### ACTIVITY
Return the lines beginning at the one that contains "Per instance, any" and continuing to the end of the entries, including both ends, exactly as written and nothing else.

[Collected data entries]
==========
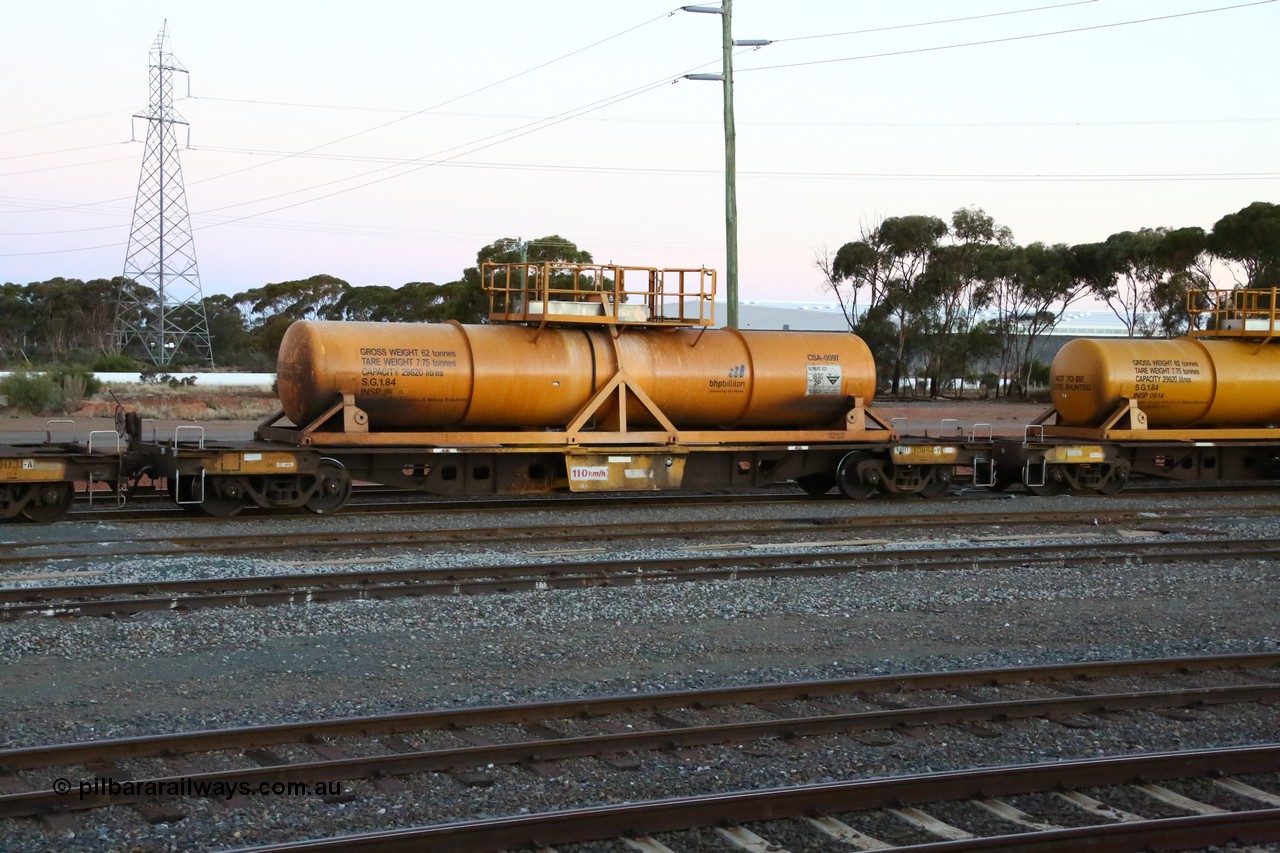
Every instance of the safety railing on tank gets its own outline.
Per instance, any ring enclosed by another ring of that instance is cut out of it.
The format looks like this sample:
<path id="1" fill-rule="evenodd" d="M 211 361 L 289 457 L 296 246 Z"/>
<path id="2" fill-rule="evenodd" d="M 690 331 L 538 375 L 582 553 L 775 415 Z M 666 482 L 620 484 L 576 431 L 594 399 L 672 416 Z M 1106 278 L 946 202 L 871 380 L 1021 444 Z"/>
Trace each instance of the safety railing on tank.
<path id="1" fill-rule="evenodd" d="M 1270 340 L 1280 332 L 1280 289 L 1191 290 L 1187 312 L 1193 338 Z"/>
<path id="2" fill-rule="evenodd" d="M 485 263 L 489 320 L 617 326 L 714 326 L 716 272 L 612 264 Z"/>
==========
### REPLY
Per instance, any ring enclosed by another ring of that instance is cut out of it.
The format looks like this sample:
<path id="1" fill-rule="evenodd" d="M 211 361 L 289 457 L 296 246 Z"/>
<path id="2" fill-rule="evenodd" d="M 690 331 L 538 375 L 582 553 L 775 415 Z M 666 482 L 620 484 L 576 431 L 594 399 L 672 416 Z M 1106 278 L 946 202 L 871 380 L 1021 444 Z"/>
Trace each instance of the safety railing on tank.
<path id="1" fill-rule="evenodd" d="M 1270 340 L 1280 332 L 1280 289 L 1191 290 L 1187 312 L 1193 338 Z"/>
<path id="2" fill-rule="evenodd" d="M 485 263 L 489 320 L 617 326 L 714 326 L 716 272 L 612 264 Z"/>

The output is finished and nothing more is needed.